TASKS:
a) In the forum thread on lapping film, quote the passage from "Glad to hear, I" to "stuff to do.".
b) In the forum thread on lapping film, on which website did the poster find the 3M polishing sheets?
c) Carry on the forum thread on lapping film from where it stops.

Glad to hear, I recall thinking "I gotta try that" when I first read it and sad to say I've still never gotten around to trying lapping film, diamond or otherwise. It's still on the, rather big, list of stuff to do.
 
Wow, nice find from the archives!

Yes, I think diamond film is more effective at material removal. Markedly faster. But over the course of the intervening 6+ years since that post was made, I've come to the conclusion that the extra 30 seconds that ALOx may require over the diamond is not worth paying the diamond premium for. But, if you got the money to spare, sure, diamond is the greatest.
 
Wow, nice find from the archives!

Yes, I think diamond film is more effective at material removal. Markedly faster. But over the course of the intervening 6+ years since that post was made, I've come to the conclusion that the extra 30 seconds that ALOx may require over the diamond is not worth paying the diamond premium for. But, if you got the money to spare, sure, diamond is the greatest.


We mostly agree. The only difference is that for me the high-end diamond film lasted sufficiently longer than the ALOx to amortize the cost difference.
 
I found this and wanted to try out the lapping film instead of spending so much on stones, and wondered if there was a difference between Polishing Sheet by 3M 1200 Grit (Blue) and "lapping film". I'll be honest i haven't read all 115 pages of this thread so i'm sorry if it has already been discussed. I found the Polishing sheets on "texasknifes.com" when i was looking for some pinning rods. I didn't know if they were the same thing since there were so much cheaper than what i was seeing on Thorlabs (15 bucks per sheet? was i looking at that right?)
 
I found this and wanted to try out the lapping film instead of spending so much on stones, and wondered if there was a difference between Polishing Sheet by 3M 1200 Grit (Blue) and "lapping film". I'll be honest i haven't read all 115 pages of this thread so i'm sorry if it has already been discussed. I found the Polishing sheets on "texasknifes.com" when i was looking for some pinning rods. I didn't know if they were the same thing since there were so much cheaper than what i was seeing on Thorlabs (15 bucks per sheet? was i looking at that right?)

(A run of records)

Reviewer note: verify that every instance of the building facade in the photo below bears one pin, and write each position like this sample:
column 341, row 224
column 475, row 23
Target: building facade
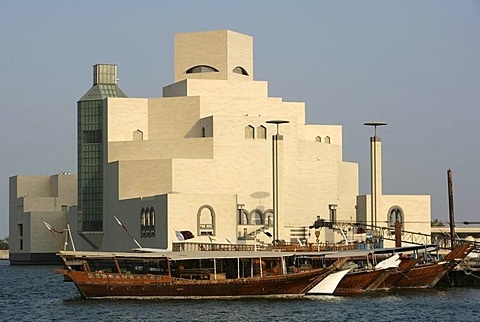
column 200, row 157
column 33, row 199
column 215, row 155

ANSWERS TO THE EXERCISE:
a)
Glad to hear, I recall thinking "I gotta try that" when I first read it and sad to say I've still never gotten around to trying lapping film, diamond or otherwise. It's still on the, rather big, list of stuff to do.

b) On "texasknifes.com", while looking for pinning rods.

c)
I think you missed 2 important numbers. The AlOx (Aluminium Oxide) Sheets on thorlabs site are 13 inch by 9 inch sheets. And they start at $13.80 for 10 sheets. the 0.3 micron sheets are $15.50 for 10.

The 6 inch by 6 inch Diamond sheets are much more expensive at $40.70 for 5 sheets.
 
How big a jump is it from a DMT 1200 to the 3M 12um AlOx film? Is that a reasonable progression for bevel-setting (then proceeding up through 9/5/3/1/0.3)?
 
Well I've read through all 100+ pages a couple months ago and began honing and shaving with a $20 straight I got from a local antique store. With all the info on this thread I was able to bring the dull blade to life and have been getting close and enjoyable shaves. So thank you all, in particular Seraphim and Slash for your gracious contributions here.

I'm now trying to refine my finishing and using different techniques. I have some 0.5 diamond spray with felt on the way that I'll be incorporating as well. I was consistently finishing with 1um, 1um with paper, CrOx on balsa, then strop. I can get a sharp shave, but not as smooth a shave as I'd like. Last night I started honing with 60 laps at 3um then went straight to canvas and leather strop and had a nice, smooth shave, but not as sharp (forgot to use the paper finish, though). I want to keep trying different techniques. So, if I try say 1um, 1um w/ paper, maybe strop with .5 diamond on felt (instead of CrOx on balsa), then canvas, followed by leather strop can I just do that without going back to 3um if my last honing finished on 3um? Hope the question makes sense. I might also try going all the way to 0.3 um as well. Same thing there, If my last finish is at 1um, then shave to test, can I just go straight to 0.3 um on the next hone?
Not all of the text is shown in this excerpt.